== EXERCISE GOAL ==
Output the entries below exactly, from the first line to the line holding "rough mask: <svg", both included.

[Start of Attachment]

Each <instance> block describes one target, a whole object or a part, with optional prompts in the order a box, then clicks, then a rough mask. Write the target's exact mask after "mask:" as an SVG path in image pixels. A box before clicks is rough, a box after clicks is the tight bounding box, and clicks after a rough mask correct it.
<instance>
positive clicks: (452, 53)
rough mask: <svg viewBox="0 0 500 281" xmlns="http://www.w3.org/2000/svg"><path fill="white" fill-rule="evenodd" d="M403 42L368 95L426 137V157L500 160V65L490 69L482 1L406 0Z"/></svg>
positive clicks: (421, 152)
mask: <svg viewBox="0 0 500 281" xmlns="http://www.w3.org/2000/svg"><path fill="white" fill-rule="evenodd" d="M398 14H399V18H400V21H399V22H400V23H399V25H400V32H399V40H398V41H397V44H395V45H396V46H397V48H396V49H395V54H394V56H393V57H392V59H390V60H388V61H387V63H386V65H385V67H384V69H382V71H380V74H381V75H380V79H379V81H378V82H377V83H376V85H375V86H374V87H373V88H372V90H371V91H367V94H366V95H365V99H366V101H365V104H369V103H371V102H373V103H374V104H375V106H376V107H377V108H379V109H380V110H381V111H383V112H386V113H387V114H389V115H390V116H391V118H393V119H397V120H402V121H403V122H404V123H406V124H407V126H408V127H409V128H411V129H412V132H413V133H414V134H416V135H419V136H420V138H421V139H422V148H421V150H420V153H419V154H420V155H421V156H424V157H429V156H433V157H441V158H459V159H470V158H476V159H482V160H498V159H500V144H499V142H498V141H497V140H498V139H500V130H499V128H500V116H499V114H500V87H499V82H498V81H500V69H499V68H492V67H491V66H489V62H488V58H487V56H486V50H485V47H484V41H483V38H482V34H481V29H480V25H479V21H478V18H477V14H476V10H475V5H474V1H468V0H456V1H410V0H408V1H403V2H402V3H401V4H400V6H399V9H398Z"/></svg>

[End of Attachment]

== ANSWER TO THIS EXERCISE ==
Each <instance> block describes one target, a whole object or a part, with optional prompts in the order a box, then clicks, then a rough mask. Write the target's exact mask after "mask:" as an SVG path in image pixels. A box before clicks is rough, a box after clicks is the tight bounding box, and clicks after a rough mask correct it.
<instance>
positive clicks: (452, 53)
rough mask: <svg viewBox="0 0 500 281" xmlns="http://www.w3.org/2000/svg"><path fill="white" fill-rule="evenodd" d="M403 42L368 95L426 137V157L500 160V65L490 69L482 1L406 0Z"/></svg>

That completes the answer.